WORK TO BE COMPLETED:
Collect each line in the items below that contains the word "water".

SOURCE MATERIAL:
-- Begin --
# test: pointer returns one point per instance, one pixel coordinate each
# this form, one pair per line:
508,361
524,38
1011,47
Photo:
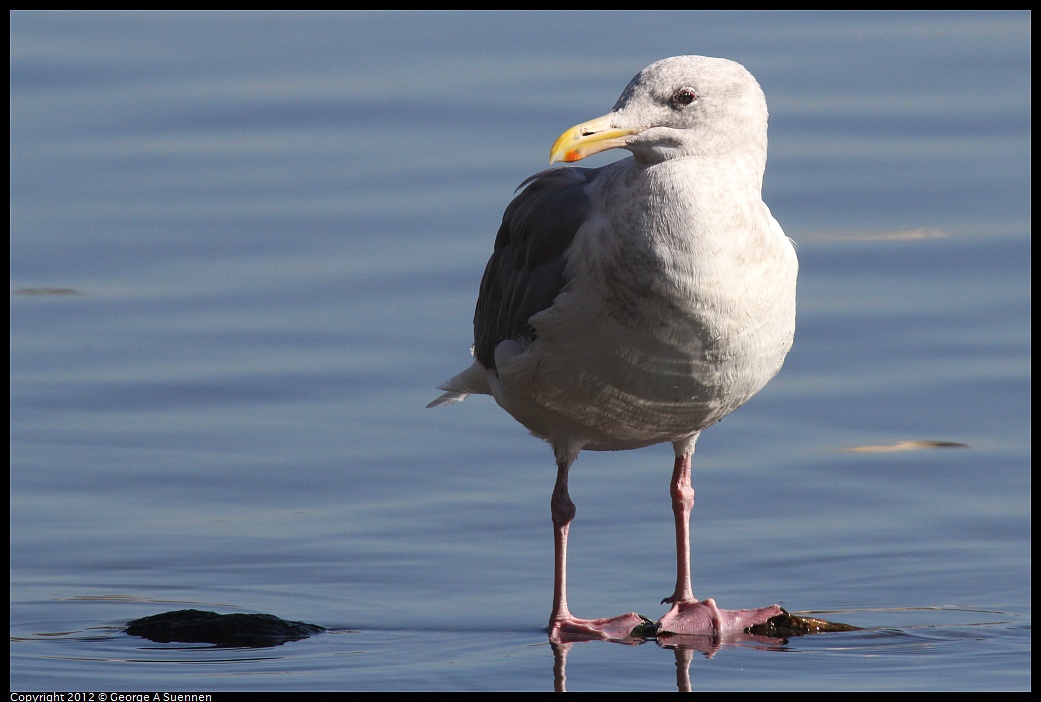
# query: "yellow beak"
587,139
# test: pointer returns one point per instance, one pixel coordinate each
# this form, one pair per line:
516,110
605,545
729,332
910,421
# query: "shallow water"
245,248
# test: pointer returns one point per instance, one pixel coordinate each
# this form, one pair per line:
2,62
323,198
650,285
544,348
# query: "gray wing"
526,271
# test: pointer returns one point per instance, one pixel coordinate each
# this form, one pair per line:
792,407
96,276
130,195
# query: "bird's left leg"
688,615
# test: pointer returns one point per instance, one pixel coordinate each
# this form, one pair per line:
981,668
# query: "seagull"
640,302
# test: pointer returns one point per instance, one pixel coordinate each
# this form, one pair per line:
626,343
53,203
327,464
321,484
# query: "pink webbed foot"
706,619
619,628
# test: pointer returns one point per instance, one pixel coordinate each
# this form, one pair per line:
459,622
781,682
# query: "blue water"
246,247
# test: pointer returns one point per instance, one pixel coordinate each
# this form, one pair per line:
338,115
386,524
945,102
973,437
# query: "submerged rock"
195,626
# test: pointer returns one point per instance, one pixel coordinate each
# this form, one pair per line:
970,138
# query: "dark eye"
683,97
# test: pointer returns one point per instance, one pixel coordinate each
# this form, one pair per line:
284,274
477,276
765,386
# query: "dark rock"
195,626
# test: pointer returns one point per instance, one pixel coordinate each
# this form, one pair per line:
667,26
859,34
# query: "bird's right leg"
563,625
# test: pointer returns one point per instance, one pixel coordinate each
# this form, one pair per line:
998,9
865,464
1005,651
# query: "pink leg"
563,625
689,616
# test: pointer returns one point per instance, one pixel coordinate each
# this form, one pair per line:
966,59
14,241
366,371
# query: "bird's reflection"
775,635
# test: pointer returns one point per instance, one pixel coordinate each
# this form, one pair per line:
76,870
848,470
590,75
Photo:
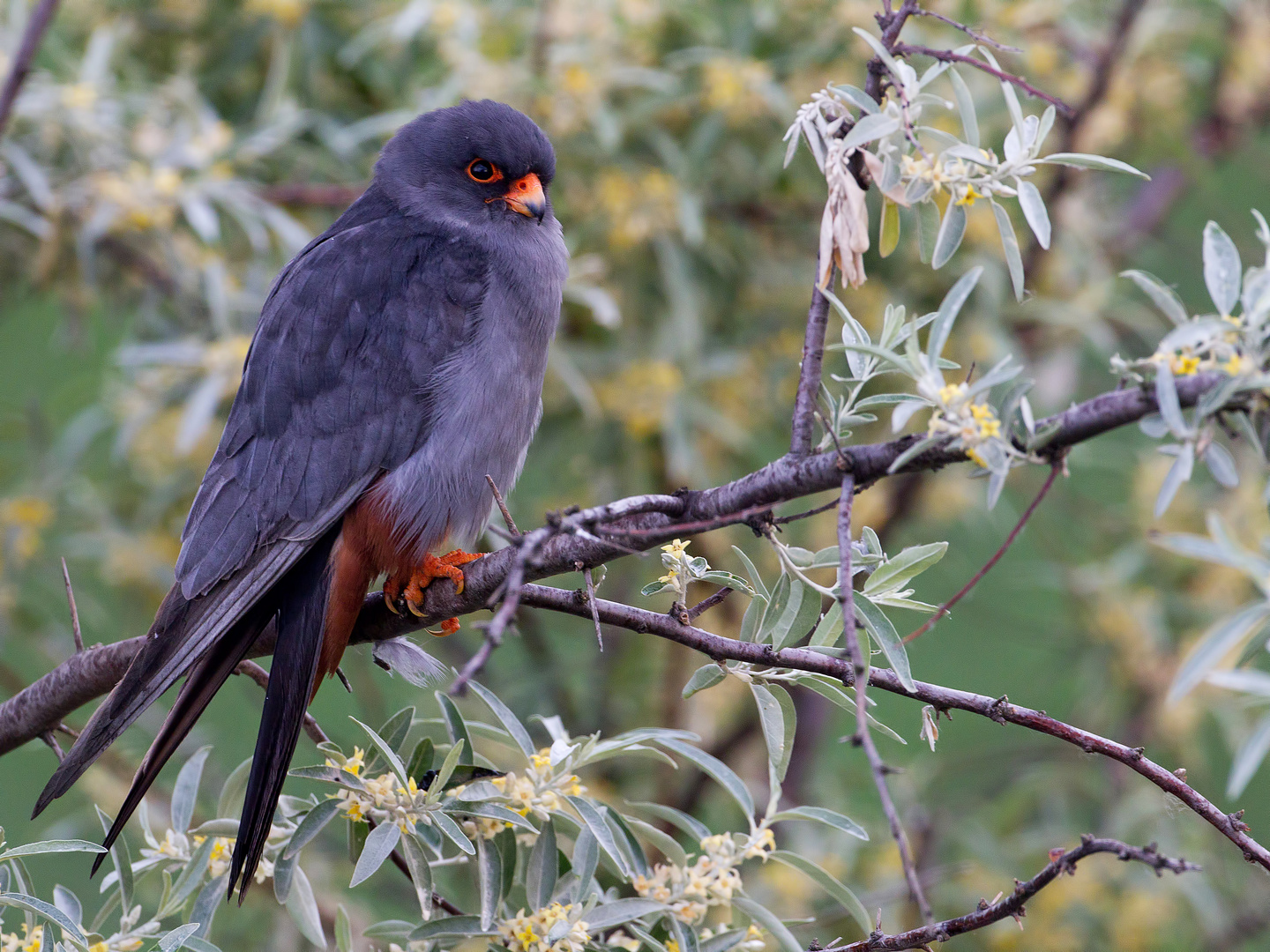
-- End --
OUTPUT OF THE EXERCISE:
# query: "shallow water"
# query: "blue water"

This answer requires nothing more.